→ **Görev 1**
Tarihi camiler ve türbeler hakkındaki metne göre Panaya Kilisesi hangi yılda camiye çevrilmiştir?
→ **Görev 2**
Tarihi camiler ve türbeler hakkındaki metni son cümlesinden sonra devam ettirin.

→ **Metin parçası**
========================================
Panaya Kilisesi (Yeni Camii)
Tablakya mahallesinde 1886 yılında Osmanlılar zamanında inşa edilmiş olan kilise, Hıristiyanların gitmesinden sonra 1926 yılında camiye çevrilmiştir. Kitabesi şöyledir: Yapısı şehr-i Mayıs birinde Şevketlu Sultan Hamit ve erfa metropolit İonnis devrinde A.Opstst 4d 1886 yılında inşa edilmiştir.
Ali Saib Paşa Camii
1887 yılında inşa edilmiştir.
Tomarza Camii
Merkez Camii
İlçe merkezinde bulunan camii, 19, yüzyıl Osmanlı mimarisi özelliklerini taşımaktadır.
Yeşilhisar Camileri
Yeşilhisar Ulu Camii
13.yy'da yapılmış, Sultan Eretna tarafından 1346 yılında onartılmıştır.
Ertana Camii
Alaaddin Ertana’nın yaptırdığı Ertana Camii (1481) mihrap ve mimberi oyma tekniğinin bütün inceliklerini ve devrin sanat kabiliyetini gösteren tarihi bir eserdir. Cami Kebir- Çarşı Camiside denilen Ulu Camii 1346 yılında Erdana (Eratna) tarafından yaptırıldığı kitabesinden anlaşılmaktadır. Bugün minaresi dışında her tarafı yeniden yapılmıştır.
Hamza Paşa Camii
İlçe merkezinde bulunan camiinin Selçuklu yada Osmanlı eseri olduğu muhtemeldir.
Hızır İlyas Türbesi (Develi)
Develi İlçemizin güneyinde hâkim bir tepede bulunan türbe, Selçukluların son döneminde inşa edildiği anlaşılmaktadır. Kitabesi olmayan türbenin mihrabı Türk Selçuklu sanatının en güzel örneklerindendir. Mihrap, mozaik-çini sanatının mermere tatbikinin en güzel örneklerindendir.
========================================
→ **Mevcut veriler**
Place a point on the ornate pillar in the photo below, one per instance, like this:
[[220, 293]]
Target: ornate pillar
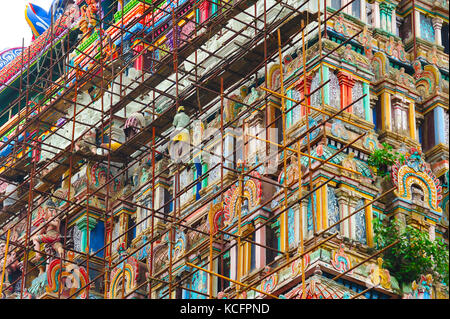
[[369, 226], [439, 125], [260, 237], [82, 225], [366, 102], [417, 23], [386, 111], [139, 62], [393, 22], [318, 210], [363, 11], [352, 220], [233, 261], [376, 14], [346, 84], [343, 204], [324, 205], [437, 25], [204, 10], [412, 120], [300, 87]]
========================================
→ **Yanıt 1**
1926 yılında.

→ **Yanıt 2**
Seyyid Dev Ali Türbesi
İlçenin kuzeyinde eski ve yeni Develi’ye hâkim bir yer de bulunan türbe, yapı tarzı ve üslubu ile 13.yüzyıl Selçuklu eseridir.
Şerif Türbesi
Türbenin üzerinde bulunan kitabesinden 1295 / 96 yıllarında yapıldığı anlaşılmaktadır. Dört köşeli bir plana sahip olan bina kesme taştan yapılmıştır.
Şeyh Ümmü Türbesi
İlçemizin büyük yazı mevkiinde bulunan türbenin kitabesi yoktur.
Ebce Sultan Türbesi
Kitabesi okunamamakla beraber, yazı tarzı itibariyle bir Selçuklu türbesi olup, kitabesinden anlaşıldığına göre, 1317 yılında tamir edilmiştir.
Seyyid Halil Devletlü (Seyyid İsa Zaviyesi)
Karakaya köyünde Cafer Bey adına yaptırılan ‘Seyyid İsa Zaviyesi’ köylülerce ‘Seyyid Ali Devletlü’ adıyla da anılmaktadır. Zaviye 1939’ lara kadar varlığını devam ettirmiştir.
Aşık Seyrani Parkı ve Türbesi
İncesu
Viranşehir Roma Mezarı
İncesu İlçesine bağlı Viranşehir Köyü hudutları içerisinde ve köyü yolu üzerindedir. Roma çağından kalma mabet şeklinde bir mezardır. Tamamen kesme yonu taşlardan meydana getirilen bu yapı harap durumdadır.
Kocasinan
Hasbek Kadı Kümbeti
Hastane caddesinde bulunan kümbet çadır şeklindedir. Kümbetin yapılış tarihi 1184/1185 dir. Kitabesinde Aksaray’da öldürülen Nisan oğlu Ali’nin oğlu Mes’ud’un şehitliğidir, denmektedir.
Beşparmak Türbesi
Erkilet yolu üzerinde askeri lojmanların içinde iki katlı olan türbe kitabesizdir. Türbe, XIII. yüzyıl sonu karakteristik özelliklere sahip bir türbedir.
Bağbük Bey kümbeti
Yanıkoğlu Mahallesinde bulunan kümbetin kitabesinde Toğa Timur oğlu Hacı Bagbug tarafından 1366 yılında yaptırıldığı anlaşılmaktadır.
Gevher Nesibe Kümbeti
Şifahiye ve Gıyasiye medresesinin sağ köşesinde yer alan kümbet, Gevher Nesibe Sultana ait ve aynı tarihte yapılmıştır.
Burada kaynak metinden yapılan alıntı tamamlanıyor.